• What you have to do:
Print every line of the records below without changing anything.

---

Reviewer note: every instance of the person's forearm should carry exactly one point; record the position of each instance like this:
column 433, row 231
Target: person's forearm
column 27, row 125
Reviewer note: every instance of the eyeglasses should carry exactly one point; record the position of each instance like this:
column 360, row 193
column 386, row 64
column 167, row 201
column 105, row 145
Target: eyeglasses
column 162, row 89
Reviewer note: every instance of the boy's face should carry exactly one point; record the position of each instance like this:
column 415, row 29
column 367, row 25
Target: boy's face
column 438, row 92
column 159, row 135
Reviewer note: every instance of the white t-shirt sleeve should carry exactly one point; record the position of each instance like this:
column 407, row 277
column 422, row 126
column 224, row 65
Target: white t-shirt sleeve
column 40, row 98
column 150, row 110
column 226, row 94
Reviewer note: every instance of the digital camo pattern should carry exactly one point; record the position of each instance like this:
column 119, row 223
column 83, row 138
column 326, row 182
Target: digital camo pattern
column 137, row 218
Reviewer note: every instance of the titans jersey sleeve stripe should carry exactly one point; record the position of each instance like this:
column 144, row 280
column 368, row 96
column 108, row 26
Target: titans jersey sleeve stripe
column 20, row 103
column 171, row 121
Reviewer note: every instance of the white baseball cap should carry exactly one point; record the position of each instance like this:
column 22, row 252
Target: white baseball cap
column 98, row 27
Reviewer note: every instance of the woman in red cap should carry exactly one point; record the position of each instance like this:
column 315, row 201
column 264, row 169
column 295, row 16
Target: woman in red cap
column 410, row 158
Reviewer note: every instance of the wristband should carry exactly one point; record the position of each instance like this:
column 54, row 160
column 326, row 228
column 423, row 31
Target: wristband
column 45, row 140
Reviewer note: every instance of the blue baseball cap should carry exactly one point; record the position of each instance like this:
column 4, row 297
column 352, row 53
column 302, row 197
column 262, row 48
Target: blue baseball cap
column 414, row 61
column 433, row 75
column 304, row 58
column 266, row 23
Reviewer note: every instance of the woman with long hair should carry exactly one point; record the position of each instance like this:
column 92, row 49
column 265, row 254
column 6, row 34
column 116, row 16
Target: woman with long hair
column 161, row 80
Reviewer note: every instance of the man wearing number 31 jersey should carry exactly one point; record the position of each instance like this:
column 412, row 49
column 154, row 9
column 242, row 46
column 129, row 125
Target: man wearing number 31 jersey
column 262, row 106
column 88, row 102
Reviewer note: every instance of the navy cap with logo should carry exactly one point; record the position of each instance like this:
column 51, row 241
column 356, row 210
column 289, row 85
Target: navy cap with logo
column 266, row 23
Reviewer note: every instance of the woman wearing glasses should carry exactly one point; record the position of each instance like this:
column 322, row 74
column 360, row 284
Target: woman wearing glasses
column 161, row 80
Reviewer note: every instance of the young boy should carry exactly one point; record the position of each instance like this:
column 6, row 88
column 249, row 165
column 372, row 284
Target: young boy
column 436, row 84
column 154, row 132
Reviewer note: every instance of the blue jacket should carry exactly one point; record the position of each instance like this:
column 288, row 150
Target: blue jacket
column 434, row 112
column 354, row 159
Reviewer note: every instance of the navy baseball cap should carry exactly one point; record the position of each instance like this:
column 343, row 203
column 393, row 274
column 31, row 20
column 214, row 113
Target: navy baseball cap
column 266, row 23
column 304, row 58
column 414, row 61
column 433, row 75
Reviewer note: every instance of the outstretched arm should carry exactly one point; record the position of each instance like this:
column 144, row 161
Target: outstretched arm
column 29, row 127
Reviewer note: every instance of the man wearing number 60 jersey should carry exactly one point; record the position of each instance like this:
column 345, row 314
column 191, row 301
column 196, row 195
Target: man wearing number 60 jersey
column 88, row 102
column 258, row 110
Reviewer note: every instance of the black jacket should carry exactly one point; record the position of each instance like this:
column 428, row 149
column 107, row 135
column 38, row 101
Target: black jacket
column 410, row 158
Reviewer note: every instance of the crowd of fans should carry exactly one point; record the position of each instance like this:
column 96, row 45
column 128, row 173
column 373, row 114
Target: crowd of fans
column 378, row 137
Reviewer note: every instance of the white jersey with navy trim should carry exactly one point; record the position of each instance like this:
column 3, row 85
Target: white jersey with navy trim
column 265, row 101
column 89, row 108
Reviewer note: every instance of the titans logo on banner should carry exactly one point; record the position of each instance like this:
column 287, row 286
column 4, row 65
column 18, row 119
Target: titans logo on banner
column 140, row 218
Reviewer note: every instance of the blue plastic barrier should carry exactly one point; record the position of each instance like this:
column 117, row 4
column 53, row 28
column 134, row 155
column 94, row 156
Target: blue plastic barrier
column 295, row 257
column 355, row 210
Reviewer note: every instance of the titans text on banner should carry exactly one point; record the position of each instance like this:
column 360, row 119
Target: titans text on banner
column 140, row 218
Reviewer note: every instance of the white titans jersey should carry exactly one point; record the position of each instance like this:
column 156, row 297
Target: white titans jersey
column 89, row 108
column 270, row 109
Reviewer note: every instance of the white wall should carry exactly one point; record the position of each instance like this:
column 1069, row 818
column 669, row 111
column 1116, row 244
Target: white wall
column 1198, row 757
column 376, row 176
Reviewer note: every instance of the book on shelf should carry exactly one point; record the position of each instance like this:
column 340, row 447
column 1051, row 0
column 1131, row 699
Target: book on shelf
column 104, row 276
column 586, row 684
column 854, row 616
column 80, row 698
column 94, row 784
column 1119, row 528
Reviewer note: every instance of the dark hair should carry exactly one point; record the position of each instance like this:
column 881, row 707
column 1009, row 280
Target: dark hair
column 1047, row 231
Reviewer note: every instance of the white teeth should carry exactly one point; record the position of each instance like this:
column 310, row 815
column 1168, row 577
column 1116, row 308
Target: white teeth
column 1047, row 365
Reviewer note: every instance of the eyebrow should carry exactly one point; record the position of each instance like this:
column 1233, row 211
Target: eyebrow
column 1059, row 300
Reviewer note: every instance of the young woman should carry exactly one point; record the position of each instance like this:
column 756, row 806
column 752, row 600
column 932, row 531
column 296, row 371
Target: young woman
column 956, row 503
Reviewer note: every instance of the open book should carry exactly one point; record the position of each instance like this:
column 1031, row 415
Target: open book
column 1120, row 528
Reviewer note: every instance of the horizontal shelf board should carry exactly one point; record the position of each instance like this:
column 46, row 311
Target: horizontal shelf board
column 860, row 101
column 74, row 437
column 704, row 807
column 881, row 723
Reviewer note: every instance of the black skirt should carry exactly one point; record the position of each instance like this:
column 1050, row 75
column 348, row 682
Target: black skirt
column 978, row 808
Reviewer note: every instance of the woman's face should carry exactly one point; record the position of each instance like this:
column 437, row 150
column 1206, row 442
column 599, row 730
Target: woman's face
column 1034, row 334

---

• Right answer:
Reviewer note: every instance of the person's forearm should carry exactly one point; record the position of each instance like this:
column 433, row 231
Target: person's forearm
column 27, row 125
Reviewer note: every instance of the eyeglasses should carry exactly one point; record the position of each instance like this:
column 360, row 193
column 386, row 64
column 167, row 201
column 105, row 145
Target: eyeglasses
column 162, row 89
Reviewer note: every instance of the boy's face should carry exactly one point; record the position of each instance like this:
column 415, row 29
column 367, row 25
Target: boy's face
column 438, row 92
column 159, row 135
Reviewer note: every instance of the white t-shirt sleeve should carry exactly one point; record the position of each instance like this:
column 407, row 277
column 422, row 126
column 224, row 65
Target: white t-shirt sleeve
column 40, row 98
column 150, row 110
column 226, row 94
Reviewer note: every instance of the digital camo pattern should carry exactly one point; record the position of each instance like this:
column 119, row 223
column 83, row 138
column 326, row 182
Target: digital camo pattern
column 137, row 218
Reviewer note: every instance of the titans jersey sleeve stripe should carry exactly one point; record the position of each instance like this:
column 144, row 280
column 368, row 96
column 108, row 26
Target: titans jersey sleeve stripe
column 20, row 103
column 171, row 121
Reviewer note: every instance of the white baseball cap should carry exactly one point; record the position of each instance like this:
column 22, row 252
Target: white baseball cap
column 98, row 27
Reviewer note: every instance of the woman in red cap should carry exactly one point; record the position of each instance like this:
column 315, row 201
column 264, row 169
column 295, row 16
Target: woman in red cap
column 410, row 158
Reviewer note: every instance of the wristband should carry exactly one point; record the position of each instance like this:
column 54, row 160
column 326, row 228
column 423, row 31
Target: wristband
column 45, row 140
Reviewer note: every instance of the blue baseball cap should carry exactly one point; record the position of each instance like this:
column 4, row 297
column 352, row 53
column 302, row 197
column 262, row 48
Target: blue baseball cap
column 414, row 61
column 433, row 75
column 304, row 58
column 266, row 23
Reviewer note: every instance of the woman with long hair should carry exactly one point; record the position of each instance like this:
column 92, row 49
column 265, row 254
column 6, row 34
column 116, row 16
Target: woman with long hair
column 161, row 80
Reviewer note: every instance of the man wearing number 31 jersey should carry exactly one point; record the position of each instance like this:
column 412, row 49
column 154, row 9
column 242, row 46
column 129, row 125
Target: man wearing number 31 jersey
column 262, row 106
column 88, row 102
Reviewer note: every instance of the navy cap with logo should carry exactly one point; record the position of each instance like this:
column 51, row 241
column 356, row 210
column 289, row 85
Target: navy cap with logo
column 266, row 23
Reviewer note: every instance of the woman wearing glasses should carry exactly one point; record the position of each instance like this:
column 322, row 74
column 360, row 284
Target: woman wearing glasses
column 161, row 80
Reviewer note: every instance of the young boy should carry exactly one point; record the position of each instance like this:
column 6, row 88
column 249, row 165
column 372, row 284
Target: young boy
column 436, row 84
column 154, row 132
Reviewer note: every instance of the blue jacket should carry exactly one point; record the position of each instance like this:
column 288, row 150
Target: blue jacket
column 434, row 112
column 354, row 159
Reviewer note: every instance of the navy baseball cap should carry exactly one point; record the position of each instance like this:
column 343, row 203
column 393, row 274
column 31, row 20
column 214, row 113
Target: navy baseball cap
column 266, row 23
column 304, row 58
column 414, row 61
column 433, row 75
Reviewer note: every instance of the outstretched arm should carry exactly one point; record the position of each instance like this:
column 144, row 161
Target: outstretched arm
column 29, row 127
Reviewer note: every instance of the man wearing number 60 jersey should carry exactly one point; record the position of each instance like this:
column 345, row 314
column 191, row 301
column 196, row 195
Target: man wearing number 60 jersey
column 88, row 102
column 258, row 110
Reviewer note: every instance of the black jacket should carry exactly one point; record the position of each instance like this:
column 428, row 149
column 107, row 135
column 38, row 101
Target: black jacket
column 410, row 158
Reviewer note: every instance of the crowd of fans should carry exactly one point; record the position of each instance like this:
column 96, row 45
column 128, row 173
column 373, row 114
Target: crowd of fans
column 378, row 137
Reviewer note: every instance of the white jersey with navy trim should carry exactly one point; record the position of each instance like this:
column 3, row 85
Target: white jersey with navy trim
column 265, row 101
column 89, row 108
Reviewer note: every instance of the titans logo on banner should carry exactly one point; record the position of each instance like this:
column 287, row 286
column 4, row 65
column 18, row 119
Target: titans logo on banner
column 140, row 218
Reviewer note: every instance of the blue plastic barrier should carry exactly one point; record the position of each instance like this:
column 117, row 4
column 53, row 28
column 134, row 155
column 94, row 156
Target: blue plastic barrier
column 295, row 257
column 355, row 210
Reviewer note: every instance of the titans text on banner should carry exactly one point; record the position of each instance like this:
column 360, row 119
Target: titans text on banner
column 140, row 218
Reviewer note: every instance of the white titans jersey should carry exactly one point; record the position of each instance like this:
column 156, row 297
Target: white titans jersey
column 89, row 108
column 270, row 109
Reviewer note: every instance of the white wall should carry exactly one point; record the position of each instance like this:
column 1069, row 818
column 669, row 111
column 1116, row 244
Target: white wall
column 1198, row 757
column 376, row 176
Reviewer note: every instance of the book on shelf should carry exactly one point; record the position of each instance like this:
column 340, row 447
column 1051, row 0
column 1131, row 699
Target: book on shelf
column 104, row 276
column 586, row 684
column 854, row 616
column 80, row 698
column 94, row 784
column 1119, row 528
Reviewer note: every instance of the dark hair should carry exactly one point; record the position of each instance like this:
column 881, row 707
column 1009, row 280
Target: dark hair
column 1047, row 231
Reviewer note: every instance of the white teeth should carry exactly one point; record the position of each instance like this:
column 310, row 815
column 1168, row 577
column 1116, row 308
Target: white teeth
column 1047, row 365
Reviewer note: every instance of the eyebrow should carry exactly one point; record the position of each instance like this:
column 1233, row 211
Target: eyebrow
column 1059, row 300
Reviewer note: every instance of the young woman should carry exactly one point; record the position of each instance like this:
column 756, row 806
column 752, row 600
column 932, row 531
column 296, row 371
Target: young woman
column 956, row 503
Reviewer note: every instance of the open book should carry exactly one point; record the position of each instance like this:
column 1031, row 415
Target: open book
column 1120, row 528
Reviewer note: every instance of the horizontal shelf board should carry exactly one point; record the position of each instance like this:
column 46, row 311
Target: horizontal shelf board
column 860, row 101
column 74, row 437
column 704, row 807
column 881, row 723
Reviewer note: every instance of the black skirt should carry exactly one point; record the position of each instance like this:
column 1050, row 75
column 348, row 682
Target: black skirt
column 978, row 808
Reviewer note: every instance of the woman's face should carry exactly one point; record the position of each instance like this:
column 437, row 150
column 1206, row 442
column 599, row 730
Target: woman's face
column 1034, row 334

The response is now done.